**Short task:** Reproduce each of the rows below verbatim, omitting the pictures.

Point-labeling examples
───

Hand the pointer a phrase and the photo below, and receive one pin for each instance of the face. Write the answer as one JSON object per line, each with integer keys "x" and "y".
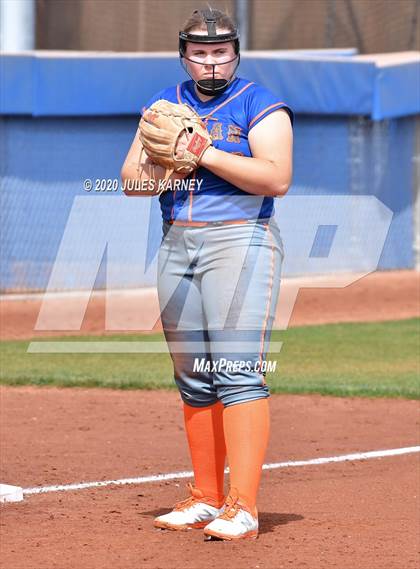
{"x": 204, "y": 56}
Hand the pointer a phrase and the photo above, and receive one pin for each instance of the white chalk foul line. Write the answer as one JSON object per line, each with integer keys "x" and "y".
{"x": 189, "y": 474}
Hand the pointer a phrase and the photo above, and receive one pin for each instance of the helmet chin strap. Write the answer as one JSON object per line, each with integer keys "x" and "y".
{"x": 213, "y": 86}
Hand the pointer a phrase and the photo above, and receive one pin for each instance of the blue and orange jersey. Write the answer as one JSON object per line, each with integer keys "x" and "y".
{"x": 229, "y": 118}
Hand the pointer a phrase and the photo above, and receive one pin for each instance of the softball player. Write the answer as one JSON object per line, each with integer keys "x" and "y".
{"x": 219, "y": 275}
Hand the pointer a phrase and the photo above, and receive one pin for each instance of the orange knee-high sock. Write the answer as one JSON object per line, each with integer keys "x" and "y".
{"x": 204, "y": 427}
{"x": 247, "y": 430}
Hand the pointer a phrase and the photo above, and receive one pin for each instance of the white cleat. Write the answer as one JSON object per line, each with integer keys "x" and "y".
{"x": 190, "y": 513}
{"x": 236, "y": 522}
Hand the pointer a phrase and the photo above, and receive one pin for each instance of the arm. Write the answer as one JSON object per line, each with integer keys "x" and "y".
{"x": 133, "y": 173}
{"x": 269, "y": 171}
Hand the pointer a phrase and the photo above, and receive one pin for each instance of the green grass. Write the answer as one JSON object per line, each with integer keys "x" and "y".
{"x": 363, "y": 359}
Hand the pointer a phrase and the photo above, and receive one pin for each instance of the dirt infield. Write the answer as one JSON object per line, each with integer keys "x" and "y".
{"x": 360, "y": 514}
{"x": 351, "y": 515}
{"x": 385, "y": 295}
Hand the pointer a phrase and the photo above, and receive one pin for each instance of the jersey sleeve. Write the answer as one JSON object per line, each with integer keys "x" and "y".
{"x": 262, "y": 102}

───

**Exercise response:**
Hand the pointer a phrase and the photo below, and receive one pin for each instance of the face. Write the answer as one JSON object per line, each with integer keys "x" and "y".
{"x": 204, "y": 56}
Hand the pointer a phrase and the photo above, and receive one pin for each instance of the white chalk foul line. Write the answer as one JSON object per line, each with integer keys "x" and "y".
{"x": 189, "y": 474}
Hand the pointer a phrase and the photo above, and receive one pin for each instance of the helmet chin strap. Write the answer as one JSON object per line, each with integer keys "x" and "y".
{"x": 213, "y": 86}
Hand the pointer a phrase and the photo above, and receive one pin for each instance of the blue and orange jersey. Write the answer as one JSON object per line, each with integer keys "x" and "y".
{"x": 229, "y": 118}
Hand the pointer a phrase and the photo above, and receive one pin for each instance of the softball player. Write the answer as one JSON object per line, each with integer keys "x" and "y".
{"x": 219, "y": 275}
Hand the pointer a phrase and the photo above, and receive one pin for each instance of the orange knee-high sock. Write the answer as one JSON object per line, each with integer keys "x" and "y".
{"x": 204, "y": 427}
{"x": 247, "y": 430}
Hand the pointer a phrase and the photo above, and receive one pin for each instance of the white cleat. Write the answer as one JSON object per line, each with integer keys "x" and "y".
{"x": 190, "y": 513}
{"x": 236, "y": 522}
Hand the pointer a phrase and the photo above, and receive one pin for each instance of the arm. Write the answer as one JSON object per line, each with integer keys "x" and "y".
{"x": 133, "y": 173}
{"x": 269, "y": 171}
Hand the pointer a phrase and the photo above, and receive one pin for each instance of the green grass. Write the answer as one JSON object per line, each with integer keys "x" and "y".
{"x": 363, "y": 359}
Hand the pointer a phrase and the photo above, and receive one pin for each instance of the dirt infield. Write the answer as one JSON object per line, each with integer keys "x" and "y".
{"x": 360, "y": 514}
{"x": 351, "y": 515}
{"x": 385, "y": 295}
Hand the pointer a phrase and the photo above, and receive one pin for each instance of the jersey sleeve. Write the answer as one JSON object per line, each with integer keys "x" and "y".
{"x": 262, "y": 102}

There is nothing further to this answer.